▸ Problem:
Match the string "exposed" against each line below, and copy every line that matches.

(Data provided begins)

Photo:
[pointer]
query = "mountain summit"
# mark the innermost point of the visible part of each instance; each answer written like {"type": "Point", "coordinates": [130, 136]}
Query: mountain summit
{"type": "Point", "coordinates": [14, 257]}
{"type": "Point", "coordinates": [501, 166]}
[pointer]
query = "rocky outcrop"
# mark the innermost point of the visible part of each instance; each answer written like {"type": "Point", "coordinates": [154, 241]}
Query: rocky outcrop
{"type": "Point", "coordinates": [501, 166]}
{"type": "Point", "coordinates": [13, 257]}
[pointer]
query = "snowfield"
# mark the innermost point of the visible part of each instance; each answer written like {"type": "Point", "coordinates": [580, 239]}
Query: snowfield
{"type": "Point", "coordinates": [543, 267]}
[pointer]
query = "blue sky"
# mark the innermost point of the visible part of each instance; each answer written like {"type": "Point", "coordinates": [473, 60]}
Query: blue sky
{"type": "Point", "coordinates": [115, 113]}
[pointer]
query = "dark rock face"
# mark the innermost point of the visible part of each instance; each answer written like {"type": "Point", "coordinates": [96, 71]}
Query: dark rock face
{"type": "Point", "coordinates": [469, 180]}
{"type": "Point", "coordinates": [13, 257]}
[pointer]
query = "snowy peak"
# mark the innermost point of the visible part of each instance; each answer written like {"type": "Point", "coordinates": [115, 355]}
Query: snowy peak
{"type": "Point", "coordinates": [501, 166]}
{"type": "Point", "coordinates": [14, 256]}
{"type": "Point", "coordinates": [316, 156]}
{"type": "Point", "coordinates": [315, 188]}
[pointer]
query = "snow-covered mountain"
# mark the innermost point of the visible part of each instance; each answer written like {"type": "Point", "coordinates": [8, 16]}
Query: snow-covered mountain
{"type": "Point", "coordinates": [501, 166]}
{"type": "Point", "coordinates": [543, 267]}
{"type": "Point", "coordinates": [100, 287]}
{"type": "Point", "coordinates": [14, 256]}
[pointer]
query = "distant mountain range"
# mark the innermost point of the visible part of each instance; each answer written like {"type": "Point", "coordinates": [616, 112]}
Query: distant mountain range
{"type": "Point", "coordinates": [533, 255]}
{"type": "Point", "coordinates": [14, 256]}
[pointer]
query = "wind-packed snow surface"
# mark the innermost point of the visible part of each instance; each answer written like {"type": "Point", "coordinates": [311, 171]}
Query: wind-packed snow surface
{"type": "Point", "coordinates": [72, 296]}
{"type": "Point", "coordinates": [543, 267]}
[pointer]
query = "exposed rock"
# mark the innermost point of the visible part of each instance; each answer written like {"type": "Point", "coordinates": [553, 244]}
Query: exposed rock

(Data provided ends)
(Data provided begins)

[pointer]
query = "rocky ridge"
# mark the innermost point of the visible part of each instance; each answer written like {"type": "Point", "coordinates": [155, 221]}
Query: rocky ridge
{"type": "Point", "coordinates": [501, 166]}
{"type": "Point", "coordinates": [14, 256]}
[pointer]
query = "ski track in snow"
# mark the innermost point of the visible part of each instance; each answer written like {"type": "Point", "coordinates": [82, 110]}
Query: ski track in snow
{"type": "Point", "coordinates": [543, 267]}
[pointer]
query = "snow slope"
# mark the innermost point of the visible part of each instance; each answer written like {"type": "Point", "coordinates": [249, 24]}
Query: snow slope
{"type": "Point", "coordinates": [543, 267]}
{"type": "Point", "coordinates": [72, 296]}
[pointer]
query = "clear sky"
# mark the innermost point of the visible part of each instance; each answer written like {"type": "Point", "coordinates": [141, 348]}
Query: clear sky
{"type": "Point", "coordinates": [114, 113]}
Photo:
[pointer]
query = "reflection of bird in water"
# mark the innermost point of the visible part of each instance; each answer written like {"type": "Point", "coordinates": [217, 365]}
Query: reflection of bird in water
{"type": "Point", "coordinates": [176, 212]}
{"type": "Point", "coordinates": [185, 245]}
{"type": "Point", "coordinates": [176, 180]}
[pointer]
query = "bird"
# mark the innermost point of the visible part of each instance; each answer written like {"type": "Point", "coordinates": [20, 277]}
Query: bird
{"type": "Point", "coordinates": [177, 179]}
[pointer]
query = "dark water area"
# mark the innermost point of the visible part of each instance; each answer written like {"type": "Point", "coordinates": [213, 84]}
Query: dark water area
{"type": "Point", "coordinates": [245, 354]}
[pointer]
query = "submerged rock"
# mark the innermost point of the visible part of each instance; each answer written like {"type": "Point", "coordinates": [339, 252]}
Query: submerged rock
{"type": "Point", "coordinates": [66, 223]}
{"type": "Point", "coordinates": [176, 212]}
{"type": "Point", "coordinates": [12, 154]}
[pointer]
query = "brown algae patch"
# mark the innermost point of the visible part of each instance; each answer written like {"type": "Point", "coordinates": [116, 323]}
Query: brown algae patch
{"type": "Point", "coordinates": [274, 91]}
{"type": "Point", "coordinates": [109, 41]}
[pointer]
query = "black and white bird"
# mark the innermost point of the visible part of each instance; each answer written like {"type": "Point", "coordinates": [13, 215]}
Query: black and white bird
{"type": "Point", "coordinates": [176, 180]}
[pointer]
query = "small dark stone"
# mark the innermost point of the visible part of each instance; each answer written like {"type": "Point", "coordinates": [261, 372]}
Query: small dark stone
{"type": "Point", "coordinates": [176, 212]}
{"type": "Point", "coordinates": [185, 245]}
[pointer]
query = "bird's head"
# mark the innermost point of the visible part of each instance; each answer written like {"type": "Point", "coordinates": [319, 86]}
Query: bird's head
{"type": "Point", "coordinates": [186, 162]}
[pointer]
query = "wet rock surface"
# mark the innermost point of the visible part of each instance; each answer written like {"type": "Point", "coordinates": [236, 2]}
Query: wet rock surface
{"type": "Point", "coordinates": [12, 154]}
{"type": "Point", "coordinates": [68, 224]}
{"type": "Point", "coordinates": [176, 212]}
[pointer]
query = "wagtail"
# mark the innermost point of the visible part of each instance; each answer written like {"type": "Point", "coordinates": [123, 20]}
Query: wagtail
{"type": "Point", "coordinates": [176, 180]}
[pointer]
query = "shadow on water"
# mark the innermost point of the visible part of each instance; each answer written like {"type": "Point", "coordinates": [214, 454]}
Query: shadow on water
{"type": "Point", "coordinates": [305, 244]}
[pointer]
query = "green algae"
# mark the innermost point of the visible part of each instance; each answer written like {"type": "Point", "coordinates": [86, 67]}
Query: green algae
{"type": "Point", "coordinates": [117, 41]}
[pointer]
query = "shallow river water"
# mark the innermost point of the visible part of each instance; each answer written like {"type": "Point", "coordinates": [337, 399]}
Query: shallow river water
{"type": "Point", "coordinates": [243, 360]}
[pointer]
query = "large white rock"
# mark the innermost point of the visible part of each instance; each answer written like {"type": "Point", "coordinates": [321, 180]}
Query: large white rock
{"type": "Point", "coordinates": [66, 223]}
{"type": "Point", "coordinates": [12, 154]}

(Data provided ends)

▸ Result of this exercise:
query = "exposed rock"
Query: exposed rock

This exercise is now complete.